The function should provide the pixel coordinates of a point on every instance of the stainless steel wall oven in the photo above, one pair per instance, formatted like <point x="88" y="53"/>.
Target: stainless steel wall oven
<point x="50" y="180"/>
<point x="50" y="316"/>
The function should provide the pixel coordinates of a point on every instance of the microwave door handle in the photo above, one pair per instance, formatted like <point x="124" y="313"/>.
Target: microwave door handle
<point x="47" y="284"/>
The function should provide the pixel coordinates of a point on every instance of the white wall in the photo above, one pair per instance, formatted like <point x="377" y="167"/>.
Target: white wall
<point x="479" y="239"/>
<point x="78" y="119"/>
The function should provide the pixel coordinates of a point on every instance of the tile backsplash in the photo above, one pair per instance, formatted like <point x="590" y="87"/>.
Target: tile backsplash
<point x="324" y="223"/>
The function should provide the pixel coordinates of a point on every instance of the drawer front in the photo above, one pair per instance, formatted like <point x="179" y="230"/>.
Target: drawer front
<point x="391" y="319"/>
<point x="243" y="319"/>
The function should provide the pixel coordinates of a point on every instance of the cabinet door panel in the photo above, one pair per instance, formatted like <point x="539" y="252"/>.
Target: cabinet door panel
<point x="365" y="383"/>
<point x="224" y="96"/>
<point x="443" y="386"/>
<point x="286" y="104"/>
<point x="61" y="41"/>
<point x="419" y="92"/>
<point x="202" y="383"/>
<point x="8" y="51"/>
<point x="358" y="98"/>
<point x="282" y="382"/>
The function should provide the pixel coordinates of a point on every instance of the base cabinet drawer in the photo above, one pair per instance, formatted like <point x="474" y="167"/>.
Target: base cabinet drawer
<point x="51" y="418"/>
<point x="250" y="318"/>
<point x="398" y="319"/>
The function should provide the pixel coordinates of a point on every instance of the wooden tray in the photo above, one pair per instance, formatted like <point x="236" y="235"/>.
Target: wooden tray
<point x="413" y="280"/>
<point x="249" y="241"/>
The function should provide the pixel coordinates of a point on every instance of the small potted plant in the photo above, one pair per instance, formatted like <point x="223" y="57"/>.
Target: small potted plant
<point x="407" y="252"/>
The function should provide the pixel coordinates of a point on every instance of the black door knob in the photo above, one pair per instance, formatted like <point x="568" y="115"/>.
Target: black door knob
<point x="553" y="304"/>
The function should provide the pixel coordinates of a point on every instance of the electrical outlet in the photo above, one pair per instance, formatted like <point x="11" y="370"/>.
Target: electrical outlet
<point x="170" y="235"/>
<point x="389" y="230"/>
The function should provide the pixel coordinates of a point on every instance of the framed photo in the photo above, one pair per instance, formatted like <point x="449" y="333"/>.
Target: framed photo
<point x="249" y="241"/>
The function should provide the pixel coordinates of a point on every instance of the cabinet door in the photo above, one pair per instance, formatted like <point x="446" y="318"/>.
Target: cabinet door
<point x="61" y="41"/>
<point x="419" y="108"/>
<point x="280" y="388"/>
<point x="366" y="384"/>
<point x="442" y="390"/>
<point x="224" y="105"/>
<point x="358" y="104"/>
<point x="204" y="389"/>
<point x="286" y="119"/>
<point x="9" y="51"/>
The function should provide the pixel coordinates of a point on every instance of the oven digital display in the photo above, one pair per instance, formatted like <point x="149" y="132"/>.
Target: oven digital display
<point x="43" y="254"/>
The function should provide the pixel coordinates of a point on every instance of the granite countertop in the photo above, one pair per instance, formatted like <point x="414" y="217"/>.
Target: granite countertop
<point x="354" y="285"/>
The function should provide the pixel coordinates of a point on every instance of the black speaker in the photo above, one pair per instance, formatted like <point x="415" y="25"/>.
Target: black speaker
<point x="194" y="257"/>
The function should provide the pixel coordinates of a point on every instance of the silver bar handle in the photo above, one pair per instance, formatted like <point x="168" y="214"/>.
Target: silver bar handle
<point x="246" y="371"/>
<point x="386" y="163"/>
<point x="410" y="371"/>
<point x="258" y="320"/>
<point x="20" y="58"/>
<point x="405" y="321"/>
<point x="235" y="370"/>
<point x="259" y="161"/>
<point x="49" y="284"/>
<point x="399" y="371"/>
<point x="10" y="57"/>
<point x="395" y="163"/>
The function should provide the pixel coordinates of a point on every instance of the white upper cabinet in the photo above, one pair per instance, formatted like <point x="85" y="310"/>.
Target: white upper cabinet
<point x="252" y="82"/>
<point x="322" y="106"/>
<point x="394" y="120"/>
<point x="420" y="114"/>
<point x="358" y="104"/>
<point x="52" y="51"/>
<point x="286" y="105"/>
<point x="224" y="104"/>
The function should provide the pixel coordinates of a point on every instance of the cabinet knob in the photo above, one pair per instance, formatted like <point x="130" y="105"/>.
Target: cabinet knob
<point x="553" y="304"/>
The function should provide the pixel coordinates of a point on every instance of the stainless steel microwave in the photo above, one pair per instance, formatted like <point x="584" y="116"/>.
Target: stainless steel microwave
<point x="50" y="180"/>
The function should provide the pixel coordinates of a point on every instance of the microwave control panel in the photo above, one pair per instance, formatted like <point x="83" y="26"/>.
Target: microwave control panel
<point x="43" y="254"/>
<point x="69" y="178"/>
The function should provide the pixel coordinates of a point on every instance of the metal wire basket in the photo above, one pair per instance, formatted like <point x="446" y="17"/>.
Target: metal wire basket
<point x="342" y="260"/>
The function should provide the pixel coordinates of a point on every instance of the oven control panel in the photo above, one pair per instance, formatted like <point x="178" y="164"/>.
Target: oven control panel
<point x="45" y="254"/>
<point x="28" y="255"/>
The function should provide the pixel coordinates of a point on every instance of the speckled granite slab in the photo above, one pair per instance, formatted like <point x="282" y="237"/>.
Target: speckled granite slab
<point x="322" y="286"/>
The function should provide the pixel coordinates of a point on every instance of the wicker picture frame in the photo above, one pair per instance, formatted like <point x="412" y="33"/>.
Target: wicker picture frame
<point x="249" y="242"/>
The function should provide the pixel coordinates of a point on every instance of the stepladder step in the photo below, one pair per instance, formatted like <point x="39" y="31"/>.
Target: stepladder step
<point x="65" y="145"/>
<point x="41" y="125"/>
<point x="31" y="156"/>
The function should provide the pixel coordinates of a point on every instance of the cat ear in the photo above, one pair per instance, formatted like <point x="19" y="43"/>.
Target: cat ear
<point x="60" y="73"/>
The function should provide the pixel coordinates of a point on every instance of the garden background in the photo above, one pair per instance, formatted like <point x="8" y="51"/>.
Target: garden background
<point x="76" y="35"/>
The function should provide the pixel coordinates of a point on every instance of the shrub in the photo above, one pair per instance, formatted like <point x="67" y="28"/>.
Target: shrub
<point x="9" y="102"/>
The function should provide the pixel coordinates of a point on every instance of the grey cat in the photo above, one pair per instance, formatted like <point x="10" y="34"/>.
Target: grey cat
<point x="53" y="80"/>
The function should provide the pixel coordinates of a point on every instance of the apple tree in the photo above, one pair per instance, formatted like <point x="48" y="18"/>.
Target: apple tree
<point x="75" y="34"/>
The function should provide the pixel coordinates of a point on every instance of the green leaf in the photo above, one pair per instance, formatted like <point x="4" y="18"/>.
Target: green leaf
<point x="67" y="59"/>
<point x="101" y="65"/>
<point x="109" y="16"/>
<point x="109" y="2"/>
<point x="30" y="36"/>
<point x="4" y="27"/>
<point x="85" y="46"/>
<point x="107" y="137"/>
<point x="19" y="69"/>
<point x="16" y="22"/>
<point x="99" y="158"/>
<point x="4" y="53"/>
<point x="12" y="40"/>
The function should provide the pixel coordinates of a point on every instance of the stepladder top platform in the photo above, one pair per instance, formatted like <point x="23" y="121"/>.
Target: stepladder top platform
□ □ □ □ □ □ □
§ Aim:
Copy out all of the material above verbatim, keeping every line in its original order.

§ Answer:
The function should provide the pixel coordinates of a point on every instance of the stainless steel wall oven in the photo above, one pair per instance, formatted like <point x="88" y="53"/>.
Target: stainless steel wall oven
<point x="50" y="180"/>
<point x="50" y="316"/>
The function should provide the pixel coordinates of a point on every instance of the microwave door handle in the photo above, one pair per instance, formatted like <point x="124" y="313"/>.
Target: microwave door handle
<point x="47" y="284"/>
The function should provide the pixel coordinates of a point on every instance of the white wall in the photo above, one pair per instance, formatted like <point x="377" y="167"/>.
Target: white wall
<point x="479" y="239"/>
<point x="78" y="119"/>
The function should provide the pixel coordinates of a point on every instance of the tile backsplash in the photo above, one pair per instance, formatted like <point x="590" y="87"/>.
Target: tile backsplash
<point x="324" y="223"/>
The function should provide the pixel coordinates of a point on every instance of the drawer front in the photo above, one pair per instance, formatted like <point x="179" y="230"/>.
Target: drawer front
<point x="391" y="319"/>
<point x="243" y="319"/>
The function should provide the pixel coordinates of a point on every instance of the cabinet door panel in the photo above, one pair per instance, formatted like <point x="539" y="252"/>.
Target: cabinet door panel
<point x="365" y="383"/>
<point x="224" y="96"/>
<point x="443" y="386"/>
<point x="286" y="104"/>
<point x="61" y="41"/>
<point x="419" y="92"/>
<point x="202" y="383"/>
<point x="8" y="51"/>
<point x="358" y="98"/>
<point x="282" y="382"/>
The function should provide the pixel coordinates of a point on every instance of the base cabinet drawer in the photo above, one pair per instance, formatted like <point x="474" y="167"/>.
Target: base cabinet drawer
<point x="51" y="418"/>
<point x="250" y="318"/>
<point x="398" y="319"/>
The function should provide the pixel coordinates of a point on every instance of the wooden tray in the photo above, one pair per instance, formatted like <point x="236" y="235"/>.
Target: wooden tray
<point x="413" y="280"/>
<point x="249" y="241"/>
The function should provide the pixel coordinates of a point on every instance of the small potted plant in the photo above, one pair per instance, formatted like <point x="223" y="57"/>.
Target: small potted plant
<point x="407" y="252"/>
The function should provide the pixel coordinates of a point on every instance of the black door knob in the photo above, one pair per instance, formatted like <point x="568" y="115"/>.
Target: black door knob
<point x="553" y="304"/>
The function should provide the pixel coordinates of a point on every instance of the electrical outlet in the photo above, one pair per instance, formatted like <point x="11" y="370"/>.
Target: electrical outlet
<point x="170" y="235"/>
<point x="389" y="230"/>
The function should provide the pixel coordinates of a point on every instance of the framed photo in the photo above, one pair per instance, formatted like <point x="449" y="333"/>.
Target: framed photo
<point x="249" y="241"/>
The function should provide the pixel coordinates of a point on every instance of the cabinet door in the photo above, one pair per instance, formatted like <point x="446" y="318"/>.
Target: cabinet door
<point x="61" y="41"/>
<point x="419" y="108"/>
<point x="280" y="388"/>
<point x="366" y="384"/>
<point x="442" y="390"/>
<point x="224" y="105"/>
<point x="358" y="104"/>
<point x="204" y="389"/>
<point x="286" y="119"/>
<point x="9" y="51"/>
The function should provide the pixel coordinates of a point on every instance of the oven digital display in the photo above, one pair per instance, formatted like <point x="149" y="132"/>.
Target: oven digital display
<point x="43" y="254"/>
The function should provide the pixel coordinates of a point on every instance of the granite countertop in the photo above, one pair per instance, formatted like <point x="414" y="217"/>.
Target: granite countertop
<point x="354" y="285"/>
The function should provide the pixel coordinates of a point on every instance of the black speaker in the photo above, one pair per instance, formatted like <point x="415" y="25"/>.
Target: black speaker
<point x="194" y="257"/>
The function should provide the pixel coordinates of a point on every instance of the silver bar handle in the photo above, one pair per instance, formatted like <point x="168" y="214"/>.
Target: silver bar handle
<point x="246" y="371"/>
<point x="386" y="163"/>
<point x="410" y="371"/>
<point x="258" y="320"/>
<point x="20" y="58"/>
<point x="405" y="321"/>
<point x="235" y="370"/>
<point x="259" y="161"/>
<point x="49" y="284"/>
<point x="399" y="371"/>
<point x="10" y="57"/>
<point x="395" y="163"/>
The function should provide the pixel coordinates of a point on every instance of the white upper cabinet in the photo above, one pair per instance, formatted like <point x="85" y="310"/>.
Target: white upper cabinet
<point x="252" y="82"/>
<point x="322" y="106"/>
<point x="394" y="120"/>
<point x="420" y="114"/>
<point x="358" y="104"/>
<point x="52" y="51"/>
<point x="286" y="105"/>
<point x="224" y="104"/>
The function should provide the pixel coordinates of a point on every instance of the cabinet knob in the photo above, one pair per instance, formatted like <point x="130" y="105"/>.
Target: cabinet knob
<point x="553" y="304"/>
The function should provide the pixel coordinates of a point on every instance of the stainless steel microwave in the photo above, one pair per instance, formatted like <point x="584" y="116"/>.
Target: stainless steel microwave
<point x="50" y="180"/>
The function should provide the pixel coordinates of a point on every instance of the microwave control panel in the photo above, one pair per instance, formatted like <point x="83" y="26"/>.
Target: microwave control panel
<point x="43" y="254"/>
<point x="69" y="178"/>
The function should provide the pixel coordinates of a point on every instance of the metal wire basket in the photo above, one pair per instance, formatted like <point x="446" y="17"/>.
Target: metal wire basket
<point x="342" y="260"/>
The function should provide the pixel coordinates of a point on every instance of the oven control panel in the photo above, one pair per instance, formatted like <point x="178" y="164"/>.
Target: oven control panel
<point x="45" y="254"/>
<point x="28" y="255"/>
The function should provide the pixel coordinates of a point on every instance of the speckled granite slab in the photo above, one pair per instance, formatted like <point x="282" y="237"/>.
Target: speckled granite slab
<point x="322" y="286"/>
The function should provide the pixel coordinates of a point on every instance of the wicker picture frame in the photo above, one pair per instance, formatted like <point x="412" y="33"/>.
Target: wicker picture frame
<point x="249" y="242"/>
The function should provide the pixel coordinates of a point on every instance of the stepladder step in the photo below, one pair per instance, formatted like <point x="39" y="31"/>.
Target: stepladder step
<point x="65" y="145"/>
<point x="41" y="125"/>
<point x="31" y="156"/>
The function should provide the pixel coordinates of a point on every instance of the cat ear in the photo above, one pair per instance, formatted like <point x="19" y="43"/>.
Target: cat ear
<point x="60" y="73"/>
The function should provide the pixel coordinates of a point on every instance of the garden background in the photo above, one pair per instance, formatted like <point x="8" y="51"/>.
Target: garden background
<point x="76" y="35"/>
The function should provide the pixel coordinates of a point on every instance of the shrub in the photo above, one pair per instance, formatted like <point x="67" y="28"/>.
Target: shrub
<point x="9" y="102"/>
The function should provide the pixel coordinates of a point on every instance of the grey cat in the photo above, one pair per instance, formatted like <point x="10" y="34"/>.
Target: grey cat
<point x="53" y="80"/>
The function should provide the pixel coordinates of a point on every instance of the apple tree in the photo above, one pair per instance, formatted like <point x="48" y="18"/>.
Target: apple tree
<point x="75" y="34"/>
The function should provide the pixel coordinates of a point on every instance of the green leaf in the photo above, one pair per instance, formatted like <point x="4" y="18"/>.
Target: green leaf
<point x="67" y="59"/>
<point x="101" y="65"/>
<point x="109" y="16"/>
<point x="109" y="2"/>
<point x="30" y="36"/>
<point x="4" y="27"/>
<point x="85" y="46"/>
<point x="107" y="137"/>
<point x="19" y="69"/>
<point x="16" y="22"/>
<point x="99" y="158"/>
<point x="4" y="53"/>
<point x="12" y="40"/>
The function should provide the pixel coordinates of a point on every instance of the stepladder top platform in the photo above, one pair per instance, formatted like <point x="23" y="121"/>.
Target: stepladder top platform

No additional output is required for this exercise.